# Recorded data

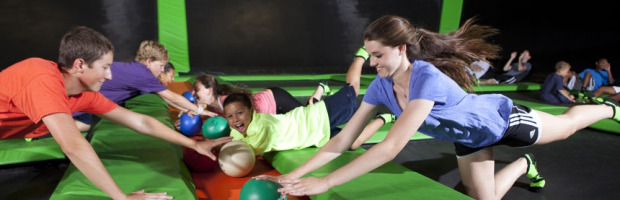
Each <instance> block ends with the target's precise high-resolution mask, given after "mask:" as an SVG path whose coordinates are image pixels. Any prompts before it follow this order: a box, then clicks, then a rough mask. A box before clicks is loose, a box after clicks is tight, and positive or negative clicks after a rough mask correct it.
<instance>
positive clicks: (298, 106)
mask: <svg viewBox="0 0 620 200" xmlns="http://www.w3.org/2000/svg"><path fill="white" fill-rule="evenodd" d="M267 89H270V90H271V92H272V93H273V98H274V99H275V100H276V114H284V113H287V112H288V111H291V110H293V109H295V108H297V107H299V106H303V104H302V103H301V102H299V101H298V100H297V99H296V98H295V97H293V95H291V94H290V93H288V92H287V91H286V90H283V89H282V88H279V87H270V88H267Z"/></svg>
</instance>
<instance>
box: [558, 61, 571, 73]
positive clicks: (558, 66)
mask: <svg viewBox="0 0 620 200" xmlns="http://www.w3.org/2000/svg"><path fill="white" fill-rule="evenodd" d="M568 67H570V64H568V63H567V62H566V61H563V60H560V61H558V62H557V63H555V71H556V72H557V71H560V70H562V69H565V68H568Z"/></svg>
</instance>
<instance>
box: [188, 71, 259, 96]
mask: <svg viewBox="0 0 620 200" xmlns="http://www.w3.org/2000/svg"><path fill="white" fill-rule="evenodd" d="M196 81H199V82H200V83H201V84H202V85H204V86H205V88H213V94H215V95H217V96H221V95H230V94H232V93H245V94H251V92H250V91H249V90H246V89H244V88H241V87H233V86H230V85H228V84H219V83H218V82H217V79H216V78H215V76H213V75H211V74H200V75H198V76H196Z"/></svg>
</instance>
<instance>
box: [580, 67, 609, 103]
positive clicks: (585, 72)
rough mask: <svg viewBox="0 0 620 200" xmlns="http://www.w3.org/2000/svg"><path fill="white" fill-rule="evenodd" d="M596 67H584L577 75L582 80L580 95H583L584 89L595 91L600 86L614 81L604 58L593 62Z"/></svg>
mask: <svg viewBox="0 0 620 200" xmlns="http://www.w3.org/2000/svg"><path fill="white" fill-rule="evenodd" d="M594 64H595V65H596V68H595V69H591V68H587V69H584V70H583V71H582V72H581V73H579V76H580V77H581V80H582V83H583V84H582V86H581V90H580V91H579V92H580V95H585V92H586V91H590V92H593V91H596V89H598V88H599V87H601V86H607V85H611V84H613V83H614V78H613V76H612V73H611V65H610V64H609V61H607V59H606V58H601V59H599V60H597V61H596V62H595V63H594Z"/></svg>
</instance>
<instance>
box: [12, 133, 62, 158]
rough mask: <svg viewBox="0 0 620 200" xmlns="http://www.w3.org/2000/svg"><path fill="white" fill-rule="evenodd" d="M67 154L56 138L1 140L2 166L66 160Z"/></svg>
mask: <svg viewBox="0 0 620 200" xmlns="http://www.w3.org/2000/svg"><path fill="white" fill-rule="evenodd" d="M64 158H65V154H64V153H63V152H62V149H60V145H58V143H56V140H54V138H51V137H50V138H43V139H38V140H33V141H26V140H24V139H8V140H0V165H8V164H17V163H26V162H35V161H44V160H54V159H64Z"/></svg>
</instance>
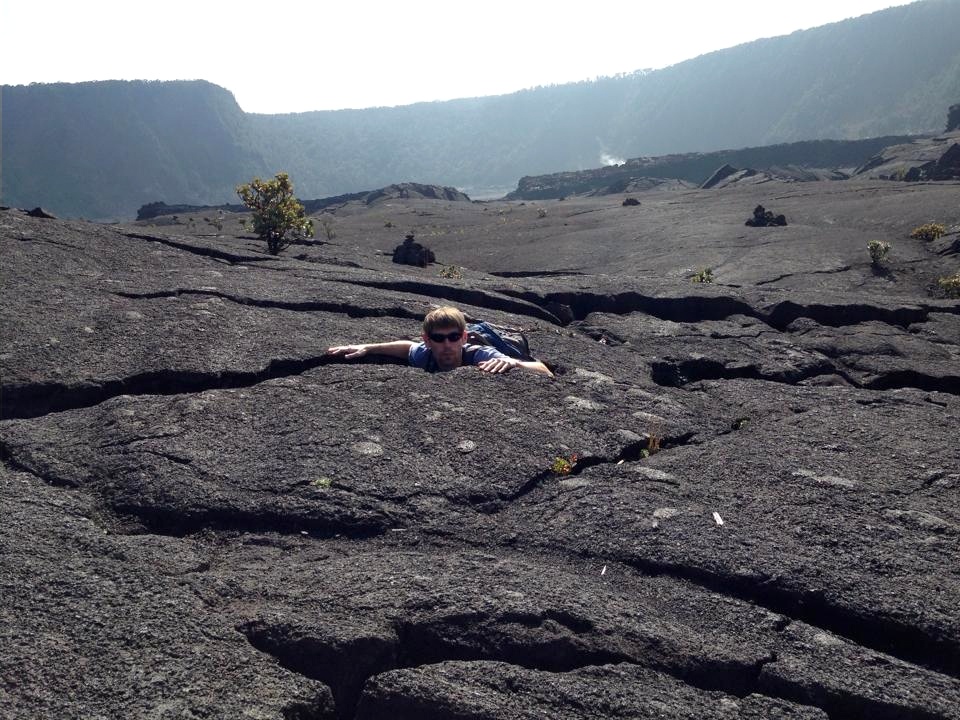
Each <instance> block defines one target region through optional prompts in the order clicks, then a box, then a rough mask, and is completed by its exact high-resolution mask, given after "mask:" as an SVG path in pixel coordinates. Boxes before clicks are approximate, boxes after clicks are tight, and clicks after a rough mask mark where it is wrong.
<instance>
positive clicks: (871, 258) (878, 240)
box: [867, 240, 890, 268]
mask: <svg viewBox="0 0 960 720" xmlns="http://www.w3.org/2000/svg"><path fill="white" fill-rule="evenodd" d="M867 250H868V251H869V252H870V263H871V264H872V265H873V266H874V267H875V268H884V267H886V265H887V255H889V254H890V243H885V242H883V241H882V240H871V241H870V242H868V243H867Z"/></svg>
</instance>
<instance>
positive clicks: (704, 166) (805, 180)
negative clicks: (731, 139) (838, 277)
mask: <svg viewBox="0 0 960 720" xmlns="http://www.w3.org/2000/svg"><path fill="white" fill-rule="evenodd" d="M912 139H913V138H912V137H909V136H907V137H904V136H898V137H883V138H871V139H869V140H844V141H841V140H815V141H805V142H798V143H788V144H784V145H770V146H767V147H757V148H745V149H742V150H722V151H719V152H711V153H686V154H677V155H663V156H659V157H639V158H632V159H630V160H627V161H626V162H625V163H622V164H620V165H614V166H609V167H601V168H595V169H591V170H582V171H577V172H573V171H570V172H561V173H553V174H550V175H535V176H526V177H523V178H521V179H520V181H519V183H518V184H517V189H516V190H514V191H513V192H511V193H509V194H508V195H507V196H506V199H508V200H545V199H556V198H561V197H568V196H571V195H586V194H591V193H592V194H604V193H606V194H608V193H616V192H638V191H639V190H640V189H641V187H642V186H643V185H646V188H644V189H653V188H658V189H659V188H661V187H662V186H663V182H664V181H666V180H673V181H675V182H676V181H683V182H684V183H689V187H697V186H700V185H701V184H703V183H704V182H707V181H708V180H709V179H710V178H711V176H712V175H713V174H715V173H716V172H717V168H721V167H723V166H725V165H726V166H730V167H740V168H754V169H755V170H756V171H757V172H764V171H770V169H772V168H777V169H778V170H777V171H776V172H773V173H771V174H772V175H775V176H776V177H784V178H786V179H790V180H793V181H812V180H826V179H843V178H845V177H847V173H846V172H845V171H843V168H854V167H857V166H859V165H862V164H863V163H864V162H865V161H866V160H867V159H868V158H870V157H871V156H872V155H875V154H876V153H878V152H880V151H881V150H883V148H885V147H888V146H890V145H893V144H894V143H902V142H906V141H908V140H912ZM785 168H792V170H791V171H789V172H785V171H784V169H785ZM811 168H812V169H811ZM651 179H653V180H656V182H650V180H651ZM631 183H635V185H634V186H633V187H631Z"/></svg>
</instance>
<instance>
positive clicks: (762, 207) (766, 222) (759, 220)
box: [744, 205, 787, 227]
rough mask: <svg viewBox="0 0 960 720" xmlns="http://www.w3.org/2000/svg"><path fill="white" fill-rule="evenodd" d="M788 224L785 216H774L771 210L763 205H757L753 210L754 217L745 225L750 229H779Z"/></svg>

# Problem requirements
How many lines in the records above contain the string "given"? Reply with the number alone.

# Result of the task
2